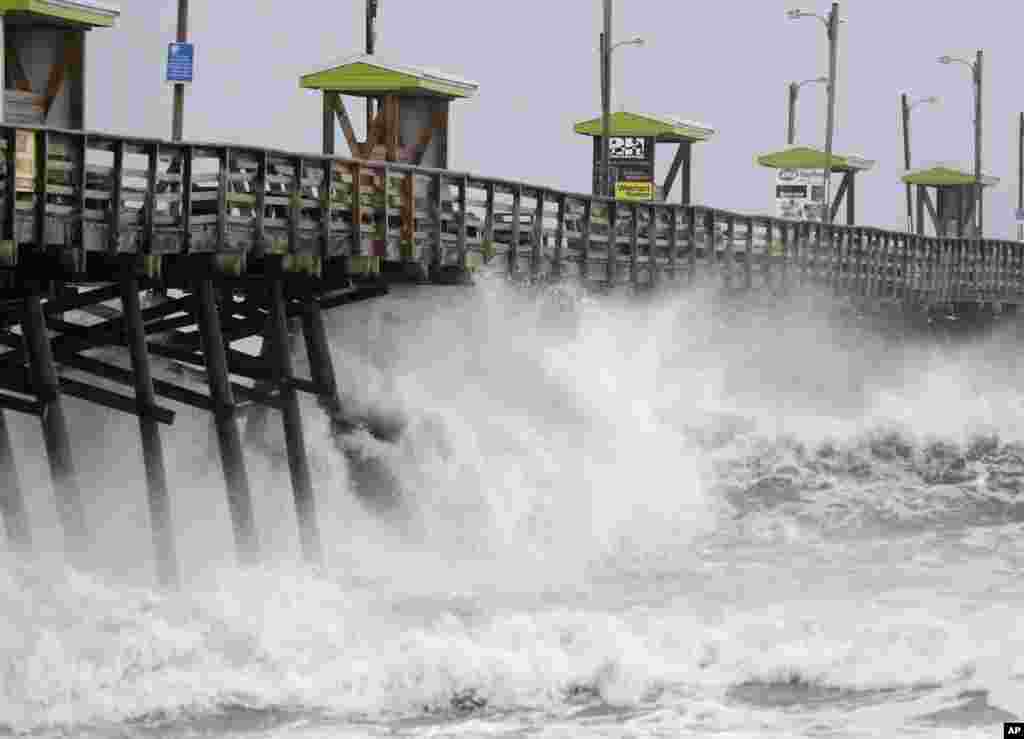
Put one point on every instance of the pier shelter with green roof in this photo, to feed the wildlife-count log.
(952, 212)
(412, 120)
(44, 58)
(805, 158)
(632, 139)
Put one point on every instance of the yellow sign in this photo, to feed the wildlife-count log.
(634, 190)
(25, 161)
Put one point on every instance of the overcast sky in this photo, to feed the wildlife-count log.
(724, 63)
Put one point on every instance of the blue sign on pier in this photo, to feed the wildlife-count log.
(179, 62)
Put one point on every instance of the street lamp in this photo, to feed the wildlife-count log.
(832, 31)
(906, 106)
(178, 115)
(976, 68)
(791, 135)
(606, 48)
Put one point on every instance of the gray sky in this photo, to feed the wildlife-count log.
(724, 63)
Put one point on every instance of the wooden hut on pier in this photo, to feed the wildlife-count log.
(951, 213)
(632, 140)
(410, 126)
(805, 158)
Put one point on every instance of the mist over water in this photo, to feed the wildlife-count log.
(609, 517)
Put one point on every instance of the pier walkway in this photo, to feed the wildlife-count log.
(242, 241)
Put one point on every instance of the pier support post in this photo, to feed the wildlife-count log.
(229, 441)
(47, 389)
(298, 463)
(153, 449)
(14, 517)
(321, 365)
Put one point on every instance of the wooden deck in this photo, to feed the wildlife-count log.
(249, 242)
(86, 196)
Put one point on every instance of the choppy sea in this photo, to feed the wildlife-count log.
(605, 518)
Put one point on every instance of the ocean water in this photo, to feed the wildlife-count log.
(605, 518)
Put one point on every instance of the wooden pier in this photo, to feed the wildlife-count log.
(243, 242)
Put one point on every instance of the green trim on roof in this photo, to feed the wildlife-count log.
(944, 177)
(73, 13)
(807, 158)
(634, 124)
(360, 78)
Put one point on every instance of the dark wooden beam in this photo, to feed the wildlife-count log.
(677, 163)
(834, 206)
(47, 387)
(346, 126)
(926, 198)
(15, 516)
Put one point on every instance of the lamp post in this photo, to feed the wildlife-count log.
(606, 48)
(976, 70)
(791, 135)
(906, 106)
(177, 122)
(372, 7)
(832, 31)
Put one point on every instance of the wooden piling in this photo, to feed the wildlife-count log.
(15, 517)
(153, 449)
(46, 385)
(229, 441)
(298, 463)
(321, 364)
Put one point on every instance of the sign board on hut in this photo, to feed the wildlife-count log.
(800, 194)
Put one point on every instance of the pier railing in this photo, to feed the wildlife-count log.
(79, 193)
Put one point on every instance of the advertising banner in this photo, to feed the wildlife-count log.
(25, 161)
(800, 194)
(633, 190)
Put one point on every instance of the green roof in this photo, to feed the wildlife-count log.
(370, 75)
(807, 158)
(82, 12)
(945, 175)
(663, 128)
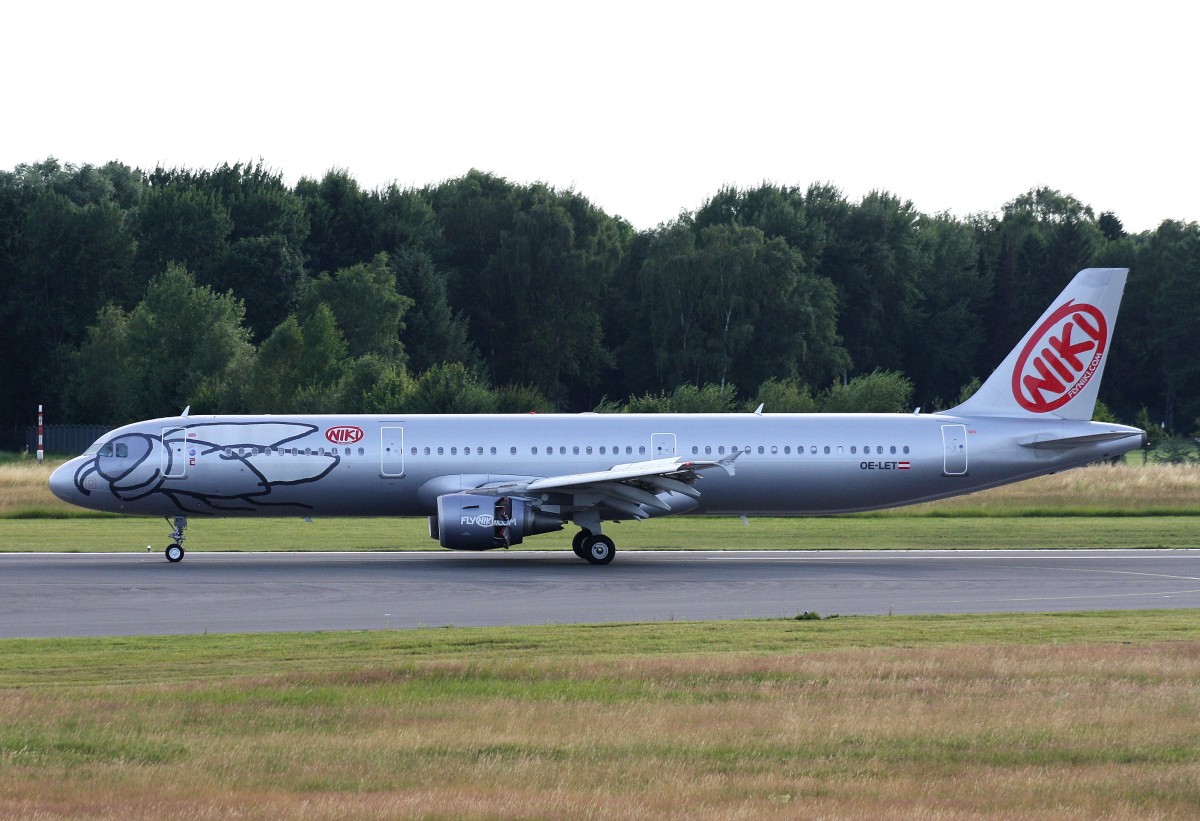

▶ Task prompt
Rewrite every entry above with "wildlife-count log" changed to "pier inventory sheet" and everything else unchanged. Omit the pictures.

▶ Exercise solution
Put one point on every instance of the pier shelter with green roof in this photo, to feed the pier inventory sheet.
(952, 212)
(412, 120)
(44, 58)
(805, 158)
(632, 139)
Put one point on every instance of the yellow sign in this photo, to feed the pier inventory sheet.
(634, 190)
(25, 161)
Put one point on every instance of the overcast sky in this photo, to feed the pier inventory sheet.
(724, 63)
Put one point on every instance of the blue sign on pier in this photo, to feed the pier inventory sheet.
(179, 62)
Put one point on every instance of the street lamp in this photo, to feed the pier inventory sheet.
(832, 31)
(906, 106)
(178, 115)
(976, 68)
(791, 135)
(606, 48)
Put one point on every instance of the gray sky in this photo, to feed the pier inventory sheet.
(724, 63)
Put one point on every instance of the wooden hut on pier in this photo, to feed the pier inventory sheet.
(951, 213)
(632, 140)
(410, 126)
(805, 158)
Put one point on every instance of the mist over water in this photo, to feed the pier inventory sheet.
(609, 517)
Put one point on every instance of the pier walkway in this photo, to feed the pier inventory sheet.
(242, 241)
Put one point on every instance of the pier support post in this photo, to feed the pier inventory sheet.
(229, 441)
(47, 389)
(298, 463)
(153, 449)
(14, 517)
(321, 365)
Put one point on every instance of the wooden deck in this photo, to feed the pier inventory sheet.
(249, 242)
(86, 196)
Put one point on every instance of the choppy sea in this photo, to feed the pier inventory sheet.
(605, 518)
Put one point on every instance of the ocean water in this photo, to feed the pier inventory sheet.
(605, 518)
Put one point on every instance of the wooden pier in this photo, to feed the pier inventory sheet.
(243, 242)
Put one point on every instance of the green trim on roof in this photo, to feed the pier inventory sheet.
(944, 177)
(73, 13)
(807, 158)
(634, 124)
(360, 78)
Put one point on every instance of the dark wooden beam in this photo, to feed the pier inventory sheet.
(677, 163)
(834, 206)
(47, 387)
(346, 126)
(926, 198)
(15, 516)
Put one point on every instance of the lamp post in this photo, to feed the pier inventory sheet.
(606, 48)
(976, 70)
(791, 135)
(906, 106)
(177, 122)
(372, 7)
(832, 31)
Put one point on every instance of the wooden piling in this photo, to feed the pier inventory sheet.
(15, 517)
(153, 449)
(46, 385)
(229, 441)
(298, 463)
(321, 364)
Put one point on every instance of the sign board on hut in this photo, to feed the pier inventory sheet.
(800, 194)
Put one point on every instance of the pier railing in this photo, to feed the pier inventory sheet.
(79, 193)
Put one point on every instance of the advertising banner in this photo, to feed the pier inventory sheet.
(25, 161)
(800, 194)
(633, 190)
Put one point on every instance of the green roof in this photo, to feed the pier inventory sheet.
(370, 75)
(807, 158)
(82, 12)
(945, 175)
(663, 128)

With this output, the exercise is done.